§ **TEXTE CITÉ**:
----------------------------------------
Renaturation : « Il faut repenser l’équilibre entre nos besoins réels et ce que l’on peut laisser au sauvage »

Rédigé par

Leonard / Matthieu Lerondeau

Head of Communications & Communities, Leonard

827 Dernière modification le 10/03/2023 - 11:21
Renaturation : « Il faut repenser l’équilibre entre nos besoins réels et ce que l’on peut laisser au sauvage »

Face à la crise de la biodiversité, le réensauvagement fait son chemin aux côtés de stratégies plus interventionnistes pour rendre à la nature l’ensemble de ses éléments constitutifs et de ses fonctionnalités.

L’idée de réensauvagement est sur le devant de la scène. Récemment, l’ONG Wildcard faisait pression sur la famille royale anglaise pour qu’elle rende à la nature son vaste patrimoine foncier. L’association Rewilding Europe a reçu près de 5M€ de financement pour mener à bien le même type d’actions. D’autres – comme Guillaume Porcheron, auteur de Réensauvager les territoires – invitent à faire entrer les espaces de nature sauvage dans le code de l’urbanisme pour faciliter leur prise en compte dans les politiques d’aménagement. Pour y voir plus clair sur une notion parfois utilisée à tort et à travers, nous avons interrogé Gilbert Cochet et Béatrice Kremer-Cochet. Naturalistes, professeurs agrégés de Science de la Vie et de la Terre et experts au Conseil scientifique du patrimoine naturel régional, ils comptent parmi les experts les plus reconnus sur le sujet. Il sont également les auteurs de Ré-ensauvageons la France (Actes Sud, 2018) et L’Europe réensauvagée (Actes Sud, 2020). Ils reviennent pour Leonard sur les grands enjeux liés aux espaces et aux politiques de libre évolution naturelle.
----------------------------------------
§ **MATÉRIEL RECUEILLI**:
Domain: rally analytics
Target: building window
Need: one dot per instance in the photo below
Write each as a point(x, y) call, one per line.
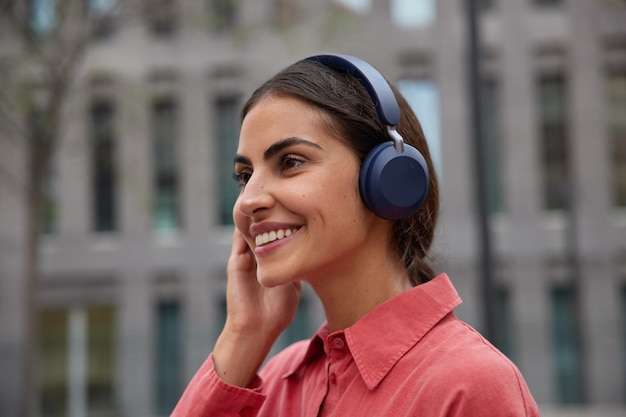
----------------------------------------
§ **OBJECTIF 1**: Dans l'article sur le réensauvagement, quel montant de financement l'association Rewilding Europe a-t-elle reçu ?
§ **OBJECTIF 2**: Recopiez tout le passage de l'article sur le réensauvagement, depuis « Leonard / Matthieu » jusqu'à « de ses fonctionnalités. ».

§ **RÉSULTAT 1**: Près de 5M€.

§ **RÉSULTAT 2**:
Leonard / Matthieu Lerondeau

Head of Communications & Communities, Leonard

827 Dernière modification le 10/03/2023 - 11:21
Renaturation : « Il faut repenser l’équilibre entre nos besoins réels et ce que l’on peut laisser au sauvage »

Face à la crise de la biodiversité, le réensauvagement fait son chemin aux côtés de stratégies plus interventionnistes pour rendre à la nature l’ensemble de ses éléments constitutifs et de ses fonctionnalités.